Exercise task: Can you recast the lines of the records below, from the line with "bbox: sandy terrain" through the end of the records, as a numbered list with blank lines left out?
--- START OF Material ---
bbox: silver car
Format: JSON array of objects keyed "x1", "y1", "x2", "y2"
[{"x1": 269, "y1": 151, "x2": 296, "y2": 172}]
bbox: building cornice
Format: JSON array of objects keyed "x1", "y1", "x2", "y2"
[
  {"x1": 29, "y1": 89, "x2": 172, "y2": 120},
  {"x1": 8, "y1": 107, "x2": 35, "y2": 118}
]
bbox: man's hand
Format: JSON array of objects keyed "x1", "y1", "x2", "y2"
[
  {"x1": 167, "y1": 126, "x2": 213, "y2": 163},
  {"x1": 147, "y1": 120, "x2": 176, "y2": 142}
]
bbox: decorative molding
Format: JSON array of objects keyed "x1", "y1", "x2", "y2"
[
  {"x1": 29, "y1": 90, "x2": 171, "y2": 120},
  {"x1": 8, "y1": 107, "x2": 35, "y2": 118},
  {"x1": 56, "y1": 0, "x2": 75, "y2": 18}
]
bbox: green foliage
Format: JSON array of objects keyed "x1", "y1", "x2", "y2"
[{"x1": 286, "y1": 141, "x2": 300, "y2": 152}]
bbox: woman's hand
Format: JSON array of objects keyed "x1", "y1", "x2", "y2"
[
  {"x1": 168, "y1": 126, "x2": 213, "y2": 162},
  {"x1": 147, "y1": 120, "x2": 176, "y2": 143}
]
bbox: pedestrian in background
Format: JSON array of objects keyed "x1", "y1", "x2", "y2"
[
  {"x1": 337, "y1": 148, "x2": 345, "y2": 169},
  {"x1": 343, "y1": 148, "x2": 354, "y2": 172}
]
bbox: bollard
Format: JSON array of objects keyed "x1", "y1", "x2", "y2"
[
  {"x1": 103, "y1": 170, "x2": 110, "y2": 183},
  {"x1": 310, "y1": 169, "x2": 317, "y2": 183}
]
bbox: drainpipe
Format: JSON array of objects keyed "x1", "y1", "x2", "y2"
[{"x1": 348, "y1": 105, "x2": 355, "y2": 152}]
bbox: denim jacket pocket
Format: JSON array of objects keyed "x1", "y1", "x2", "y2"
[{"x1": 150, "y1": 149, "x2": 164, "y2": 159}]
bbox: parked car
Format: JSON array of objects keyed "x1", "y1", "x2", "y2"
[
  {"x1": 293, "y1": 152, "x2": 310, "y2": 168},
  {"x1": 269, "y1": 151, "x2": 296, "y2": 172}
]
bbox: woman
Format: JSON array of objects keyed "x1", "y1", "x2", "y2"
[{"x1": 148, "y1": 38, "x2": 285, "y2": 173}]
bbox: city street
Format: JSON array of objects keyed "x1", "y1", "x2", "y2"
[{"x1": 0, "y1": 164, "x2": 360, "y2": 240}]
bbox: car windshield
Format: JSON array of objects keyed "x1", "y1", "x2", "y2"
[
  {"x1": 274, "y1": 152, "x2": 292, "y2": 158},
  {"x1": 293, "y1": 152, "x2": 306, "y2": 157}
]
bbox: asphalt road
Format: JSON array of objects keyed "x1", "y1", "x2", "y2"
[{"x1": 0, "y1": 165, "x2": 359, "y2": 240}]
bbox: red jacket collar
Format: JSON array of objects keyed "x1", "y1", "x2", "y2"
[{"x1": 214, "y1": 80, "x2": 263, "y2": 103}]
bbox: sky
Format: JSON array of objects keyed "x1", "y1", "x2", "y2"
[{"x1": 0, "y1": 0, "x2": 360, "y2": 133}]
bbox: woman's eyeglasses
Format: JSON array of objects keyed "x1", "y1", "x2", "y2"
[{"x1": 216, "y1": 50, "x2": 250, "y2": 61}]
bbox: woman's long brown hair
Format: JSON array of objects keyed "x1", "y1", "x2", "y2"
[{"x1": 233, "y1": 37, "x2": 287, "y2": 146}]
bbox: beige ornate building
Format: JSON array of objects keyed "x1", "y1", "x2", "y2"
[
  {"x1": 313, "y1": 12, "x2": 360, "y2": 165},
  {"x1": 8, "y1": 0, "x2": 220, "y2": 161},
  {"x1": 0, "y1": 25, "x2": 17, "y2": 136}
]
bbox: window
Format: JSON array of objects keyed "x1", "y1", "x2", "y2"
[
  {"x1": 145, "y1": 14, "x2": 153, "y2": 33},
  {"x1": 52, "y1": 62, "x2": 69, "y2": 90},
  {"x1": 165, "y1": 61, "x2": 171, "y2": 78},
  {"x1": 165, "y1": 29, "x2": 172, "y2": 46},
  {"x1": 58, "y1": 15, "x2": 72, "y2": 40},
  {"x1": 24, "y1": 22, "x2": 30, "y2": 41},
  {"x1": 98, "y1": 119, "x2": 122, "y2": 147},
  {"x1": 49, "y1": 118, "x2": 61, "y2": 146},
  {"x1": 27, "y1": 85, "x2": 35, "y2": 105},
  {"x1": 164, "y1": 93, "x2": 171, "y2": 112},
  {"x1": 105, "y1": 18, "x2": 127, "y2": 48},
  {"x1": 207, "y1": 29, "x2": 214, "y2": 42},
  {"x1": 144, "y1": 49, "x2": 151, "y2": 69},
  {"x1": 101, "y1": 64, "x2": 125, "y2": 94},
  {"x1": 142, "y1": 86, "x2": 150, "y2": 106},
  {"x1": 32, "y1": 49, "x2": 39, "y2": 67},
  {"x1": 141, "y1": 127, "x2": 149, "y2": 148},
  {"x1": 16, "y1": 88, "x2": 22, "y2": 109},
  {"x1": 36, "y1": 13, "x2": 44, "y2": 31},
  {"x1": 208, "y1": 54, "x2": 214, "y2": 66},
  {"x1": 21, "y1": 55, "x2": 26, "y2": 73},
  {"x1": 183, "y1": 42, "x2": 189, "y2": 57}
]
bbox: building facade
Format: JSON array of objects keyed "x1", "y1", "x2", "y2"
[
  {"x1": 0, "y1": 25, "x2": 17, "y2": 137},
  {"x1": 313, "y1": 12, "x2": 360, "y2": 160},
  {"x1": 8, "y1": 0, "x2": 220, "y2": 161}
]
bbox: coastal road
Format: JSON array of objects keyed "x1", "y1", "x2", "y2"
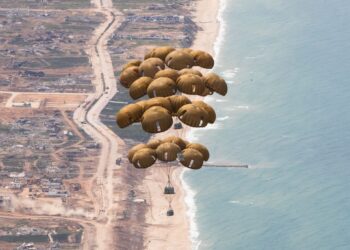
[
  {"x1": 73, "y1": 0, "x2": 122, "y2": 250},
  {"x1": 0, "y1": 0, "x2": 123, "y2": 250}
]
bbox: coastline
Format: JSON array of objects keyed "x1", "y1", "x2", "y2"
[{"x1": 142, "y1": 0, "x2": 222, "y2": 250}]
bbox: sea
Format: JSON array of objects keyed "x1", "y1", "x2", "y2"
[{"x1": 182, "y1": 0, "x2": 350, "y2": 250}]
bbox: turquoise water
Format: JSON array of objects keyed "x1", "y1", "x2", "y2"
[{"x1": 184, "y1": 0, "x2": 350, "y2": 250}]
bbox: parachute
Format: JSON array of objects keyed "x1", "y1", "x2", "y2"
[
  {"x1": 120, "y1": 66, "x2": 141, "y2": 88},
  {"x1": 116, "y1": 96, "x2": 216, "y2": 130},
  {"x1": 190, "y1": 50, "x2": 214, "y2": 69},
  {"x1": 177, "y1": 103, "x2": 209, "y2": 127},
  {"x1": 138, "y1": 57, "x2": 165, "y2": 78},
  {"x1": 154, "y1": 69, "x2": 180, "y2": 82},
  {"x1": 176, "y1": 74, "x2": 205, "y2": 95},
  {"x1": 128, "y1": 136, "x2": 209, "y2": 169},
  {"x1": 122, "y1": 60, "x2": 142, "y2": 71},
  {"x1": 165, "y1": 50, "x2": 194, "y2": 70},
  {"x1": 116, "y1": 46, "x2": 227, "y2": 216},
  {"x1": 141, "y1": 106, "x2": 173, "y2": 133},
  {"x1": 147, "y1": 77, "x2": 176, "y2": 98},
  {"x1": 129, "y1": 76, "x2": 153, "y2": 100}
]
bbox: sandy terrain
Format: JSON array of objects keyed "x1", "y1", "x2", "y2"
[
  {"x1": 144, "y1": 0, "x2": 219, "y2": 250},
  {"x1": 74, "y1": 0, "x2": 122, "y2": 250}
]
--- END OF Material ---
Reply:
1. bbox: sandy terrain
2. Format: JSON array of objects keyed "x1", "y1", "x2", "y2"
3. [
4.   {"x1": 144, "y1": 0, "x2": 219, "y2": 250},
5.   {"x1": 74, "y1": 0, "x2": 122, "y2": 250}
6. ]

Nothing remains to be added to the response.